The exercise: Write out the material below again, swapping "cowboy hat" for "western hat" every time it appears and keeping everything else the same. Omit the picture lines.

==== Information given

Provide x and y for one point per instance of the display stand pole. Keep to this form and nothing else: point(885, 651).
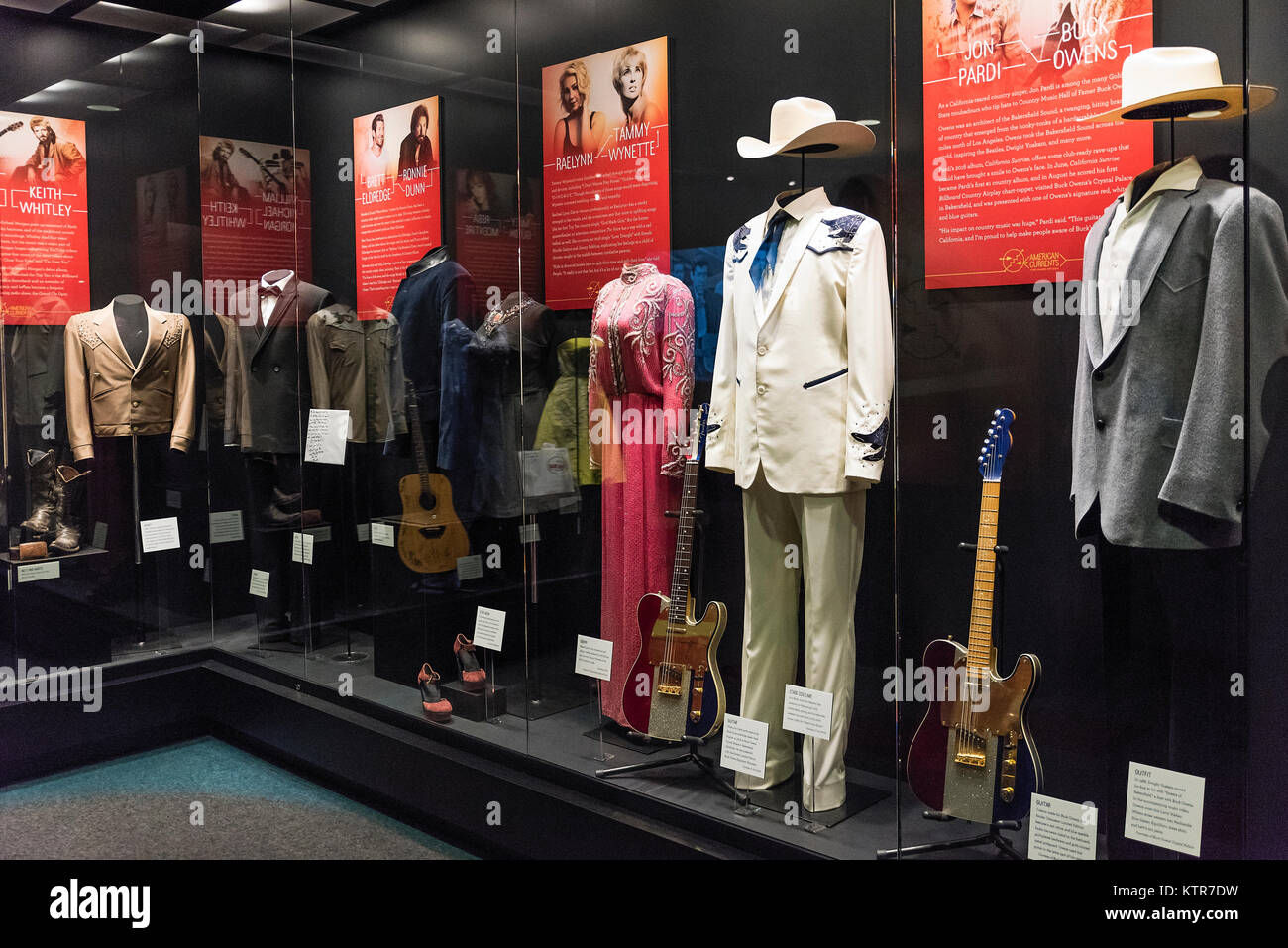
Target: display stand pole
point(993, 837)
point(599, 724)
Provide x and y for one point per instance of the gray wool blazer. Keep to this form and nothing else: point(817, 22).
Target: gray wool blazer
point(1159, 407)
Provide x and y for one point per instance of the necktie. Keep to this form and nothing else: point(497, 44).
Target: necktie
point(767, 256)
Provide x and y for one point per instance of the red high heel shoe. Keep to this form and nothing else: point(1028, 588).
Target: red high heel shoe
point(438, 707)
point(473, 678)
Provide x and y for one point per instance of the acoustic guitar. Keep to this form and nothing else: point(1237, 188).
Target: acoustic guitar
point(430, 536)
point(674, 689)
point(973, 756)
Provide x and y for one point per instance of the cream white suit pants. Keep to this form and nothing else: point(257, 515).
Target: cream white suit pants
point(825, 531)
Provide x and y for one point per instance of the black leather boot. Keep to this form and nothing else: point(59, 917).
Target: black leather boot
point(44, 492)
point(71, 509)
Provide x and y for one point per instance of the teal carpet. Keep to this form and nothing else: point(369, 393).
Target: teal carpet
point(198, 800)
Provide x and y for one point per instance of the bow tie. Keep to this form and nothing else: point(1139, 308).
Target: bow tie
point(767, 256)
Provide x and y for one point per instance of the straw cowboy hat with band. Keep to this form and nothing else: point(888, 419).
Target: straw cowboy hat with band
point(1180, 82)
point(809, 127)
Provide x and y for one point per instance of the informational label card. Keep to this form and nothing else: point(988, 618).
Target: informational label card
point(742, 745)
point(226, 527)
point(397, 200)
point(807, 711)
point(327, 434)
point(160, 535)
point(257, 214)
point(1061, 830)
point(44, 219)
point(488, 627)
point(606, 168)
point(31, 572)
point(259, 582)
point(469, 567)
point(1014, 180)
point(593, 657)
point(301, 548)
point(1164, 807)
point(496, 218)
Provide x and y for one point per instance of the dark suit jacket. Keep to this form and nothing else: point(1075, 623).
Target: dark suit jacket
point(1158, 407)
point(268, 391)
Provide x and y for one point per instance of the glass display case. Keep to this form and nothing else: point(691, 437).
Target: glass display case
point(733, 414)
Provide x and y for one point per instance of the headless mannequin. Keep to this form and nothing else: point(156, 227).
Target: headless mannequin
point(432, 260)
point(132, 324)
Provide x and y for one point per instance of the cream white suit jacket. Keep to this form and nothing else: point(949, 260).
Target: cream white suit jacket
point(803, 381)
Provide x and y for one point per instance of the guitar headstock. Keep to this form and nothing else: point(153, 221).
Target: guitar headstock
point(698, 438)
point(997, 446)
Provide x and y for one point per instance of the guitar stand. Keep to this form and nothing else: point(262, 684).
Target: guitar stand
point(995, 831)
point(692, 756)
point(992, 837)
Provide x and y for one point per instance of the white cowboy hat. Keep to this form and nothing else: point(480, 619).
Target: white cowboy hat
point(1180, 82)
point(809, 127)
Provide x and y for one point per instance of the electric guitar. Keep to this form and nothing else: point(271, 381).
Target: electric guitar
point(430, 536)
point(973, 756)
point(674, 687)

========

Solution below:
Provide x and y for one point per instance of the display stand pole. Keep to this form and nothing else: point(885, 651).
Target: display stand pole
point(993, 837)
point(599, 724)
Provide x and y for one point per instance of the gray wool blazer. Keep to this form and nothing else: point(817, 22).
Target: gray wool blazer
point(1159, 407)
Provide x and y for one point per instance of the necktie. Keep to this form and nothing else: point(497, 44).
Target: necktie
point(767, 256)
Provide x and y for one point per instance of the red high heel shoe. Keep to this form and nothing else: point(1028, 588).
Target: red high heel shoe
point(438, 707)
point(473, 678)
Provide x and y for one point per instance of the acoustic guitar. Keep to this form and nothing else: point(1237, 188).
Target: acoustic guitar
point(430, 536)
point(674, 689)
point(973, 756)
Provide x and y for one point per instance of the cream white suit pants. Keep to this form and nothing else: point(257, 515).
Target: cream white suit pants
point(825, 531)
Provide x and y for one point per instance of the black leather boot. Keep to this form and nothing else: point(59, 917).
Target: black leather boot
point(44, 492)
point(71, 509)
Provide x and y for one point per instance of the teal carpet. Keep to this form and nothing else: point(369, 393).
Target: teal carpet
point(198, 800)
Provide x and y for one point per instance of the bow tie. Keep to this form and nothing else: point(1139, 308).
Target: bow tie
point(767, 256)
Provide x and y for one point per instance of the straw western hat with band. Keep to this form and nothing else: point(888, 419).
Target: straw western hat with band
point(1180, 82)
point(809, 127)
Provide x and y for one point per instance of the informational label card. Keep to this form and nothing else: point(988, 618).
Target: informational label card
point(742, 745)
point(226, 527)
point(397, 200)
point(807, 711)
point(327, 434)
point(160, 535)
point(257, 214)
point(1061, 830)
point(44, 219)
point(488, 627)
point(606, 168)
point(31, 572)
point(259, 582)
point(469, 567)
point(1014, 180)
point(593, 657)
point(301, 548)
point(1164, 807)
point(496, 218)
Provide x and y for one point per instance of the dark suit jacket. Keep to this form and nothing else: point(1075, 623).
Target: dark suit jacket
point(1158, 407)
point(268, 391)
Provide x and y for one point per instance of the glass display case. Keep to this form and nothing else: point(691, 437).
Target: glass display case
point(733, 414)
Provide x and y for one point per instance of the headless mannequin. Keep to this form and nothing else: point(156, 227).
Target: headless mannequin
point(432, 260)
point(132, 324)
Provide x and y for one point per instance of the cream white suit jacket. Keep to this form and nothing else: point(949, 260).
Target: cream white suit jacket
point(803, 381)
Provide x and y for one point per instance of the guitar headstock. Keep to this form and nothing else: point(153, 221).
Target: guitar headstock
point(698, 438)
point(997, 446)
Provide x and y for one point per instance of the guitar stand. Keep to this form and nothing else: point(262, 684).
Target: guitar stand
point(995, 831)
point(692, 756)
point(992, 837)
Provide x and y for one point per instance of the white western hat. Keep to this form and nothing else: point(480, 619).
Target: white western hat
point(1180, 82)
point(809, 127)
Provide x and y for one point per instance of the electric guitar. Keep to this form and nothing else: point(271, 381).
Target: electric guitar
point(430, 536)
point(973, 756)
point(674, 687)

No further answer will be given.